→ **Supplied data**:
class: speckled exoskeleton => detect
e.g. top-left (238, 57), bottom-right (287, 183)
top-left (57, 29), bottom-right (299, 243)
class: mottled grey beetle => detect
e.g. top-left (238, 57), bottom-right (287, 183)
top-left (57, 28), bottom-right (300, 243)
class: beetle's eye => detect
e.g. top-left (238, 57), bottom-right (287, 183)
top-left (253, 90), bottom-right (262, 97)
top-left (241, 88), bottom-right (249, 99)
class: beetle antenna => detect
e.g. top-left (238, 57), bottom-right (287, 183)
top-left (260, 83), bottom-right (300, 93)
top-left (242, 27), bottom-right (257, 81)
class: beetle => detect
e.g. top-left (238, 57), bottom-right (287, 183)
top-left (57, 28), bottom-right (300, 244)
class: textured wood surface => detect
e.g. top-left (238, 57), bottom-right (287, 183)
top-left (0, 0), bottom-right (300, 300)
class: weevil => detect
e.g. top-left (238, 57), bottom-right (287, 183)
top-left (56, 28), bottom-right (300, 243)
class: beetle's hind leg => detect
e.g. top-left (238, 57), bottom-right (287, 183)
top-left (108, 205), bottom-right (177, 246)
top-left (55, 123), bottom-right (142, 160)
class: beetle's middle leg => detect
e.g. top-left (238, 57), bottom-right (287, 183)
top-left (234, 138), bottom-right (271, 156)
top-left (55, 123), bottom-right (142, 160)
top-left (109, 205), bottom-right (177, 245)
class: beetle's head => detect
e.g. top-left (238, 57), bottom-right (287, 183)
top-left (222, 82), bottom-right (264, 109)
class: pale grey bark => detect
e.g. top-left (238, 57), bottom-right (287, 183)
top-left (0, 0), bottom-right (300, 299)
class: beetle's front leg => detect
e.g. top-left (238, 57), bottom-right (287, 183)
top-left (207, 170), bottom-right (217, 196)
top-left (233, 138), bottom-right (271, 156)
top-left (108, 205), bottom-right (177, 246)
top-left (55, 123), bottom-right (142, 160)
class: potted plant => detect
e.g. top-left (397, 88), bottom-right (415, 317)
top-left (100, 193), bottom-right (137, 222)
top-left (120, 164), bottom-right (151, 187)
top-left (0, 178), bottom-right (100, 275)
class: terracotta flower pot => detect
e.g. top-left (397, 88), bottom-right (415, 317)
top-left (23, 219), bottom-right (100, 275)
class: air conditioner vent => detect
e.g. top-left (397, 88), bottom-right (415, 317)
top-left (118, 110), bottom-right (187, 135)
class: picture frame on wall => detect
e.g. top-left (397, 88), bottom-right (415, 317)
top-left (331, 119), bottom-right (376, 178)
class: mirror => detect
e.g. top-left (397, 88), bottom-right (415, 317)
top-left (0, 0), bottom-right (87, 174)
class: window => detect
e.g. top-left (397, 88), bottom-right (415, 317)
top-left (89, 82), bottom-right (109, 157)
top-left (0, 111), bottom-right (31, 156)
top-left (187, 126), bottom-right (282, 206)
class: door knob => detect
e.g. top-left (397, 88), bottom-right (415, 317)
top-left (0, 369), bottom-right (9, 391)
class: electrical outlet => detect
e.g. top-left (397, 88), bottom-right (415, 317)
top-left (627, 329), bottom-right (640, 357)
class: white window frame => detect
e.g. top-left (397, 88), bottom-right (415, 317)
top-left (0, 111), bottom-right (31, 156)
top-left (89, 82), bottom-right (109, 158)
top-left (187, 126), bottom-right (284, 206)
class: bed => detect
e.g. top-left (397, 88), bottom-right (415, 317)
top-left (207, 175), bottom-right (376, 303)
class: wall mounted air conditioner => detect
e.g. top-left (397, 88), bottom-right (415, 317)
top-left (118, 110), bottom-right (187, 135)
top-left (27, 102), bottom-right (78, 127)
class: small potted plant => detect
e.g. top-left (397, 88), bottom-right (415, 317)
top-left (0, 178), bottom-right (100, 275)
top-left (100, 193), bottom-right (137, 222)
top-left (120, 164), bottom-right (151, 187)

→ **Required work**: Please copy the lines above without any change, from the line with "class: picture frame on wall => detect" to the last line.

→ **Full response**:
class: picture frame on wall => detect
e.g. top-left (397, 88), bottom-right (415, 317)
top-left (331, 119), bottom-right (376, 178)
class: mirror => detect
e.g. top-left (397, 88), bottom-right (415, 317)
top-left (0, 0), bottom-right (87, 174)
class: window => detect
e.g. top-left (397, 88), bottom-right (415, 317)
top-left (89, 82), bottom-right (109, 157)
top-left (0, 111), bottom-right (31, 156)
top-left (187, 126), bottom-right (282, 206)
class: door knob => detect
e.g. top-left (397, 88), bottom-right (415, 317)
top-left (0, 369), bottom-right (9, 391)
class: electrical outlet => detect
e.g. top-left (397, 88), bottom-right (415, 317)
top-left (627, 329), bottom-right (640, 357)
class: white window frame => detect
e.g. top-left (397, 88), bottom-right (415, 317)
top-left (0, 111), bottom-right (31, 156)
top-left (89, 82), bottom-right (109, 158)
top-left (187, 126), bottom-right (284, 206)
class: bed => detect
e.g. top-left (397, 88), bottom-right (415, 317)
top-left (207, 175), bottom-right (376, 303)
class: wall mounted air conditioner => detect
e.g. top-left (397, 88), bottom-right (415, 317)
top-left (118, 110), bottom-right (187, 135)
top-left (27, 102), bottom-right (78, 127)
class: small potted plant => detect
e.g. top-left (397, 88), bottom-right (415, 317)
top-left (0, 178), bottom-right (100, 275)
top-left (100, 193), bottom-right (137, 222)
top-left (120, 164), bottom-right (151, 187)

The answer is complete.